Collection entries:
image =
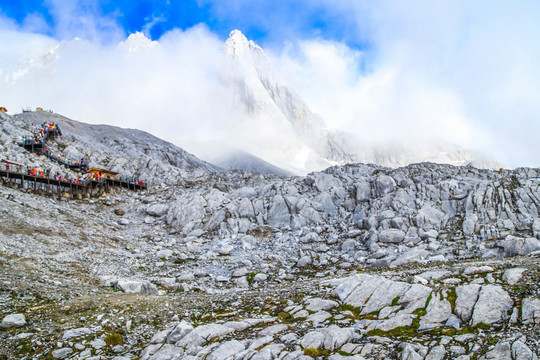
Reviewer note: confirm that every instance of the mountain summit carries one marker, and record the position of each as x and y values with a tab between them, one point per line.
279	127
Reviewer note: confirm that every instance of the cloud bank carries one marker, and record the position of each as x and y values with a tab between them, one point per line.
462	72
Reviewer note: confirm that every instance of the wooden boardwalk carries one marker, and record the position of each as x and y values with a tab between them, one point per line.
57	187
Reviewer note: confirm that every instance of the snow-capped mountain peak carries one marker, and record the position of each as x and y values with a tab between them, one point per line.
237	45
138	41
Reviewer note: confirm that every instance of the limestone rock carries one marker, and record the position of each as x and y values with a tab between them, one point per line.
437	313
530	311
467	295
202	334
391	236
226	350
493	305
317	304
512	276
136	286
62	353
13	320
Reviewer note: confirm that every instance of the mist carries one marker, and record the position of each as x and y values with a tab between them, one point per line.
462	73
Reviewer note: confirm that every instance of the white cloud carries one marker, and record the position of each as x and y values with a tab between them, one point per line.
460	71
465	72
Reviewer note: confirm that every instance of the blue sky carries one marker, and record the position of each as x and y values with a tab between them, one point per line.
263	21
462	71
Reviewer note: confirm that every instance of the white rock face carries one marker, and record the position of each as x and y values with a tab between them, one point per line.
513	276
136	286
201	335
437	313
493	305
530	311
467	295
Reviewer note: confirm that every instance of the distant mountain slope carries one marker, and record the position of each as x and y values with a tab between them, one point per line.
126	151
242	160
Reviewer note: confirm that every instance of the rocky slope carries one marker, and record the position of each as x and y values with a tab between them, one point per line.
359	261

» TASK DETAILS
Rewrite all of these rows, replacing each "marker" with "pin" and changing nothing else. Don't include the pictures in your answer.

» IN RESPONSE
image =
Reviewer note: confirm that every instance of the mountain summit carries one pin, and record the position of each as x and y values with a tab between them, one point per line.
279	127
Reviewer note: confirm that every instance of the cloud bank carries one pin, and record the position of each as x and y values with a tab between them, one point per line.
462	72
Reviewer note: confirm that every instance of the wooden boardwalk carries one pin, and record the position of each as x and y values with a tab between them, one point per line.
57	187
Reviewer note: confirm that every instance of the snow-capped mountain peak carries one pin, and record the position of each as x and y values with a tab between them, one point per line.
237	45
138	41
Reviewer note: confirm that every instance of the limestone rock carries one pin, and record the position of each as x and y values with a tab between them, one point per line.
437	313
530	311
467	295
202	334
391	236
226	350
493	305
317	304
512	276
136	286
62	353
13	320
Reviewer note: confirm that every instance of the mist carries one pin, and record the position of each as x and y values with a tab between them, one point per line.
462	73
Reviewer note: confirm that every instance of the white cloud carries one pin, and record the position of each as x and y values with a tab between them, one point per line.
460	71
465	72
Reviewer note: confirm that every instance of the blue sky carries one pin, and record the position of each as x and y values with a tab between them, one point per line.
263	21
462	71
Reviewer note: confirm that every instance of the white rock face carries one pin, and record the position of each as x and y values with a tab between them, one point per line.
513	276
136	286
201	335
437	313
493	305
530	311
467	295
Reviewer note: confirm that every instance of the distant mountain slope carries one pin, and record the position of each as x and y values with a tab between them, one point per line.
126	151
242	160
Reviewer note: confirm that every instance of the rocky slope carries one pin, and record the position of each as x and y values with a tab between them, one point per line.
359	261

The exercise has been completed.